Could you transcribe the material below exactly, without leaving out a single line?

▬▬▬

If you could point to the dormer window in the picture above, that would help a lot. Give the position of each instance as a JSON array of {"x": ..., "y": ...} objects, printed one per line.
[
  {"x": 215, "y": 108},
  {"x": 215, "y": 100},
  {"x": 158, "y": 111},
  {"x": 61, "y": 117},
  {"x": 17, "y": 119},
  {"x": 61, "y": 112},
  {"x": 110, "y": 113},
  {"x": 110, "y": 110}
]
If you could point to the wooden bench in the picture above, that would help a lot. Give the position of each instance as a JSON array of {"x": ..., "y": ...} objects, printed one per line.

▬▬▬

■ **Result**:
If you could point to the dormer window in the picture above, that would help a lot. Give the position of each instance as a JSON array of {"x": ..., "y": ...} objects, printed one per line.
[
  {"x": 215, "y": 108},
  {"x": 215, "y": 100},
  {"x": 158, "y": 111},
  {"x": 61, "y": 117},
  {"x": 17, "y": 119},
  {"x": 61, "y": 112},
  {"x": 110, "y": 113},
  {"x": 110, "y": 110}
]
If you could point to the wooden bench in the picture above, that would help a lot. Give the position of each instance as a JSON array of {"x": ..., "y": ...} objects, printed one per line.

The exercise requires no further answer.